**Daten zur Aufgabe:**
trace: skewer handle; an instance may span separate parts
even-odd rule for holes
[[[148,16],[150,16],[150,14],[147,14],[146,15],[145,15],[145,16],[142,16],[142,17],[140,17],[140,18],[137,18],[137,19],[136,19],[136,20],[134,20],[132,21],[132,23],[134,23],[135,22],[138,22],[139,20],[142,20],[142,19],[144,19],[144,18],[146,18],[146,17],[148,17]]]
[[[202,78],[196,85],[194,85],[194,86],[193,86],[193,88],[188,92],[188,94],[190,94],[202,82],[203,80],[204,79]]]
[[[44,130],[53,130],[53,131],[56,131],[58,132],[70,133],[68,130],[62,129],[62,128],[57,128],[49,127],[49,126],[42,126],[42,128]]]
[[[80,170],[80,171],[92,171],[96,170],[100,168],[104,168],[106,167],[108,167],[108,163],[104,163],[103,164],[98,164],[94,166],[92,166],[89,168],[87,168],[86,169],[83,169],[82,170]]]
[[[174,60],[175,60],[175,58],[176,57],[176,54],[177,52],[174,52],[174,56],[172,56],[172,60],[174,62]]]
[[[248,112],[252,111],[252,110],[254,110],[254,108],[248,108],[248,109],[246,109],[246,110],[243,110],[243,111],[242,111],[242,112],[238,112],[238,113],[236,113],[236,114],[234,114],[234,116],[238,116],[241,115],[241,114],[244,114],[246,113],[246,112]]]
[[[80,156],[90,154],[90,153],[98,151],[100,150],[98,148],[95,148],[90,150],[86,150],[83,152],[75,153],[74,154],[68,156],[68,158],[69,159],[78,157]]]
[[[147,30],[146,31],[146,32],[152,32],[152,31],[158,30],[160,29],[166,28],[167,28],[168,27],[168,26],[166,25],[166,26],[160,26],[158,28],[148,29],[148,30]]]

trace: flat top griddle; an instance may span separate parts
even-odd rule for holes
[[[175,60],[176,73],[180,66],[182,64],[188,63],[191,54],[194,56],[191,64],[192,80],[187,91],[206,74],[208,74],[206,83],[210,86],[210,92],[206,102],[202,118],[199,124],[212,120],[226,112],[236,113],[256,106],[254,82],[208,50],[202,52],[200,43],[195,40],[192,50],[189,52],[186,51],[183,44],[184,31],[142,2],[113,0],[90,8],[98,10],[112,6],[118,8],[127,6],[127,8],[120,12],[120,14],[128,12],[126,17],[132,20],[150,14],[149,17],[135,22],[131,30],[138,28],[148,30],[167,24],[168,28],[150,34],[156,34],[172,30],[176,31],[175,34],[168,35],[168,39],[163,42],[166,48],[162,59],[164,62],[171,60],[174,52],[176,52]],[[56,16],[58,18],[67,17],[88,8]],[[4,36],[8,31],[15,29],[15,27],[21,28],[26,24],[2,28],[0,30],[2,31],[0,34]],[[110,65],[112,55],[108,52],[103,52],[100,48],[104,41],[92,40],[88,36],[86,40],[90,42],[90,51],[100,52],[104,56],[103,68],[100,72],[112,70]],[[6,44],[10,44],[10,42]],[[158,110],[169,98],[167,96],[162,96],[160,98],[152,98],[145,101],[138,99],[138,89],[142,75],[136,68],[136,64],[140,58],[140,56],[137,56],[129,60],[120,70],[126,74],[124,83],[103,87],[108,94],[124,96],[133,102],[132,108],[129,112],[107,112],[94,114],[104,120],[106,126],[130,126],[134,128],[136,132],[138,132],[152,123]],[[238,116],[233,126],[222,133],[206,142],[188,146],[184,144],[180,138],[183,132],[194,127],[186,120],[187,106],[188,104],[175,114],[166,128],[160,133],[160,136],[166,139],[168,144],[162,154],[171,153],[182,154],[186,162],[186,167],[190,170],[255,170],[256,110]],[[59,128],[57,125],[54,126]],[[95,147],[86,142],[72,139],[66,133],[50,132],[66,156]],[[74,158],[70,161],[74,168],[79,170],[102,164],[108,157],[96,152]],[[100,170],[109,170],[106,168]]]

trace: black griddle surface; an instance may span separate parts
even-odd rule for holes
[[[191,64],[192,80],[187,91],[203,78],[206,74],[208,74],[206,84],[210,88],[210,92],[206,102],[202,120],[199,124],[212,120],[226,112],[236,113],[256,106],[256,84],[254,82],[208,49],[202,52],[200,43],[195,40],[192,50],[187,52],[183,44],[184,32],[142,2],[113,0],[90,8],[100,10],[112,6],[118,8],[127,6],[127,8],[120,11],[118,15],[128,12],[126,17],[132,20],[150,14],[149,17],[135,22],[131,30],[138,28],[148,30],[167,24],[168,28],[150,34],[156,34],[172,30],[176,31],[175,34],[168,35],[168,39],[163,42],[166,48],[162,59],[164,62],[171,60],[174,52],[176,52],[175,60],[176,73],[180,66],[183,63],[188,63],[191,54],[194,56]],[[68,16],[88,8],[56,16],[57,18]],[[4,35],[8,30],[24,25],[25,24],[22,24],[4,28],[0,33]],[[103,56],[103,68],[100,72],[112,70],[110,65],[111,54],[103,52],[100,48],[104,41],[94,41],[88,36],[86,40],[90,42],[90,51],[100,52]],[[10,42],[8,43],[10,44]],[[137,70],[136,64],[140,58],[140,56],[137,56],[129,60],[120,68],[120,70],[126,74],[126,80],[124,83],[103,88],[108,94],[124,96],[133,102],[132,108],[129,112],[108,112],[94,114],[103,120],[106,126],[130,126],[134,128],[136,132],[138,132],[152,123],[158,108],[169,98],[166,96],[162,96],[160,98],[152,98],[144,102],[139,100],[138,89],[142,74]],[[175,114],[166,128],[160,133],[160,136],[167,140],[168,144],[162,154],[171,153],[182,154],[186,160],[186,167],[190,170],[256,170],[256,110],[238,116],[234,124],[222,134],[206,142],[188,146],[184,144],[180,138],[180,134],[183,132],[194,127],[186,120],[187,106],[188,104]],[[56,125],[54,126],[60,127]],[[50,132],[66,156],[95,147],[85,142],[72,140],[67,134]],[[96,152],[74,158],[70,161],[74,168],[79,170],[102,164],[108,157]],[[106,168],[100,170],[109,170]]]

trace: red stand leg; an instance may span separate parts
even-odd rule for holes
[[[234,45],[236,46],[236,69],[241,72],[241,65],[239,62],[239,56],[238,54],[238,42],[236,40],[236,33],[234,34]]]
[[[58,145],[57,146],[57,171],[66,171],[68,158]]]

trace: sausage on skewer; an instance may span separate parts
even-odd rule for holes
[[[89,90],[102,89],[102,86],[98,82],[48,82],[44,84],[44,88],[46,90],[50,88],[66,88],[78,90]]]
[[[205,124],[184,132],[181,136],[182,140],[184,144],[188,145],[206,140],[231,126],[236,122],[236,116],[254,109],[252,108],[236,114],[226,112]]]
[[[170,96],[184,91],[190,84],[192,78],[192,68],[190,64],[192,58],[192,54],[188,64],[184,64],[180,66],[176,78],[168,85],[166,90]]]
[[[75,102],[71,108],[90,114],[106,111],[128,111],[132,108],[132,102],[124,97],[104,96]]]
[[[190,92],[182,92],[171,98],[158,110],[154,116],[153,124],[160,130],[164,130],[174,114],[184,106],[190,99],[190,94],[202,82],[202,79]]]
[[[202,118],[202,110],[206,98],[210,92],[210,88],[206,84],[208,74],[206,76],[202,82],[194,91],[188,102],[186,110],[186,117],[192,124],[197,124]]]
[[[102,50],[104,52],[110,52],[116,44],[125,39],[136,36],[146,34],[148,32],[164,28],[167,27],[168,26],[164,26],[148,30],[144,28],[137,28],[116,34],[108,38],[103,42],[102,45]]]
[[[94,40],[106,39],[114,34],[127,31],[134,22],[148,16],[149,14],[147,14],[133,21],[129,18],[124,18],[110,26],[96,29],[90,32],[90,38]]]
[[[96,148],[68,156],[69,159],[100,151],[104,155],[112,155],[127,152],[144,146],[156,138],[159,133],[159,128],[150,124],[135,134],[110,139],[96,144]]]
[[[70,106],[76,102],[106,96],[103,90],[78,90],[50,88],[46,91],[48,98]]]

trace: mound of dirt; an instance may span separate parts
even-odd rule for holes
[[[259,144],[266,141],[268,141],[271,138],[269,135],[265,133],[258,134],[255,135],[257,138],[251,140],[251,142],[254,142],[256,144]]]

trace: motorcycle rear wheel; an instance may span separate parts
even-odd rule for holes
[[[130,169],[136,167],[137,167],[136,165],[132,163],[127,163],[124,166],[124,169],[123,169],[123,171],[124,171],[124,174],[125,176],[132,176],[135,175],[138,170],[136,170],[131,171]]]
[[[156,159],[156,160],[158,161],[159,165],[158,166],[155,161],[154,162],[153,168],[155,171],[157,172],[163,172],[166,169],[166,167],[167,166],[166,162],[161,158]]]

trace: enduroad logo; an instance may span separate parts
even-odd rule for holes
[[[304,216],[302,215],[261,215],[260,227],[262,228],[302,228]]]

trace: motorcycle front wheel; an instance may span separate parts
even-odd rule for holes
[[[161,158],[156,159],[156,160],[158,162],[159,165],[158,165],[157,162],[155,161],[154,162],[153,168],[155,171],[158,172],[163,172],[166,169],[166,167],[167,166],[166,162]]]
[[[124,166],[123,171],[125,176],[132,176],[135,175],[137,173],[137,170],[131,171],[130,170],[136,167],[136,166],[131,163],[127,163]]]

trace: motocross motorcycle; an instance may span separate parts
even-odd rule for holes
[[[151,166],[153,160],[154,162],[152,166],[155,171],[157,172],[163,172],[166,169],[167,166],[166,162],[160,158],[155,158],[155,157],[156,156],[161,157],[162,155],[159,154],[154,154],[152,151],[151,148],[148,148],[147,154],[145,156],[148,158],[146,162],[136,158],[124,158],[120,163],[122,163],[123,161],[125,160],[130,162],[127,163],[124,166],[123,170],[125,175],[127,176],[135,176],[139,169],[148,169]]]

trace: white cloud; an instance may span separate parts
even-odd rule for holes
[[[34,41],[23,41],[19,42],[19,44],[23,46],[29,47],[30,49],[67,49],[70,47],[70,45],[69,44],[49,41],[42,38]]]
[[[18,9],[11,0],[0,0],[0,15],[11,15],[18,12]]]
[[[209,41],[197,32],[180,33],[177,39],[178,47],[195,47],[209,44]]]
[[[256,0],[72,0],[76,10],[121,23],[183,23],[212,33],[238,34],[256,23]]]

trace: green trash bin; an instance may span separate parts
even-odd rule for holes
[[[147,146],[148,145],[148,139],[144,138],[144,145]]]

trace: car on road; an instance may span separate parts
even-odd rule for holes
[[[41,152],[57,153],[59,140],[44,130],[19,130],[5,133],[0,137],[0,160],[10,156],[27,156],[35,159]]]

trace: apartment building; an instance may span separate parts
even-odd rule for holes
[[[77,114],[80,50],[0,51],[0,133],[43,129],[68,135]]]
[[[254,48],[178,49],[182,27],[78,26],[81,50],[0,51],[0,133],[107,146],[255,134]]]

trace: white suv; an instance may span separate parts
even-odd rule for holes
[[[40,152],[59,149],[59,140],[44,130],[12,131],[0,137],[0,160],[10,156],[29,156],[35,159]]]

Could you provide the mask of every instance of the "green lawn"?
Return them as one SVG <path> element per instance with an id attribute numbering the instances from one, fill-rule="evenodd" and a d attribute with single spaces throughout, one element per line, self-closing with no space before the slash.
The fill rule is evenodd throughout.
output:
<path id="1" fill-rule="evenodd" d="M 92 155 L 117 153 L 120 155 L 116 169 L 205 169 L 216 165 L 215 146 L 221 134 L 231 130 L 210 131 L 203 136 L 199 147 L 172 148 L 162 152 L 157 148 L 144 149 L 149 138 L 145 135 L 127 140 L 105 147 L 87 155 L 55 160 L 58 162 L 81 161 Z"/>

**Aufgabenstellung:**
Ändern Sie alles von der Zeile mit „Could you provide“ bis zum Ende der Datensätze, indem Sie „green lawn“ durch „grassy field“ ersetzen. Geben Sie diese Zeilen sonst unverändert wieder.

**Lösung:**
Could you provide the mask of every instance of the "grassy field"?
Return them as one SVG <path> element per instance with an id attribute numbering the instances from one, fill-rule="evenodd" and a d attribute with single spaces throughout, one element per line, self-closing with no space before the slash.
The fill rule is evenodd throughout.
output:
<path id="1" fill-rule="evenodd" d="M 92 155 L 117 153 L 120 155 L 116 169 L 205 169 L 216 165 L 215 146 L 221 134 L 231 130 L 210 131 L 203 136 L 199 147 L 172 148 L 162 152 L 157 148 L 144 149 L 149 138 L 145 135 L 127 140 L 105 147 L 87 155 L 55 160 L 58 162 L 81 161 Z"/>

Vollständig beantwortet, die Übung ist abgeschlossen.